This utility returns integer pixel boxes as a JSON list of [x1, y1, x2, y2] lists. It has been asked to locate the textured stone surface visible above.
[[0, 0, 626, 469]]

++++++++++++++++++++

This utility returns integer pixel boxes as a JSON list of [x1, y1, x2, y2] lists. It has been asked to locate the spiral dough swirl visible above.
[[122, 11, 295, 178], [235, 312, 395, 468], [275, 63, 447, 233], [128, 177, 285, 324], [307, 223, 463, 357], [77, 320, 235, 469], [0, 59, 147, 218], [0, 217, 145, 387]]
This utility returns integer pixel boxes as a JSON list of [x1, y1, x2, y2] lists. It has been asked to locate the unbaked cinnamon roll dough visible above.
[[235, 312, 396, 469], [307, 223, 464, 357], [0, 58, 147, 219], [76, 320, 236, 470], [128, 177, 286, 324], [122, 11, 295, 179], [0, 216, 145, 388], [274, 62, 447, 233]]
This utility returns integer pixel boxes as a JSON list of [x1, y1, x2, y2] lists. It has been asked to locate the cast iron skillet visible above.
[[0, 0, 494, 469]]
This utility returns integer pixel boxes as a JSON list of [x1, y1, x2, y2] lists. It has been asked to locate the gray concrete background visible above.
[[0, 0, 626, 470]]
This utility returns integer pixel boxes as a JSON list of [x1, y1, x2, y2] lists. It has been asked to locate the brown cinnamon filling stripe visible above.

++++++++++++++++++++

### Die Aufgabe
Zähle, in wie vielen Zeilen der Einträge oben das Wort „dough“ vorkommt. Gib nur die Zahl an.

### Richtige Ausgabe
2